§ Work required
Omit the images, then print each record below exactly as it reads.

begin

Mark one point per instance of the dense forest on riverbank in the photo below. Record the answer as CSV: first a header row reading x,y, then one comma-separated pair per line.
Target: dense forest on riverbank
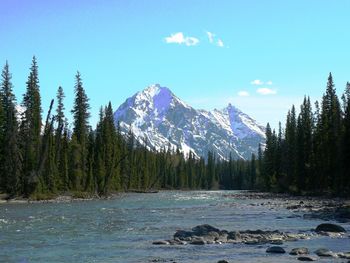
x,y
43,157
312,153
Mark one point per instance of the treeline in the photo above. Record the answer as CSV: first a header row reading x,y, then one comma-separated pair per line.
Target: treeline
x,y
312,153
42,157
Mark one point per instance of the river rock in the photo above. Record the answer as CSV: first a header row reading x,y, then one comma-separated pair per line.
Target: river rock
x,y
161,242
344,255
276,249
202,230
307,258
324,252
234,235
299,251
183,235
197,241
327,227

end

§ Written reply
Mark one point per instance of the dense forest on riverbank in the photo below. Record the answer as CSV: first a header row reading x,y, then one comma-separated pair per line.
Target: dense forest on riverbank
x,y
43,157
312,153
Mark one point per instance of the treeline in the photo above. Record the answer as CSV: first a header row reading x,y, then one comma-separated pair per line.
Target: treeline
x,y
312,153
42,157
Mark one point per instance of the river rock in the photo above. Record the answer as CSV: first a header row reading x,y, then one comma-separated pair per line.
Target: river rock
x,y
161,242
344,255
276,249
202,230
307,258
324,252
234,235
299,251
183,235
197,241
327,227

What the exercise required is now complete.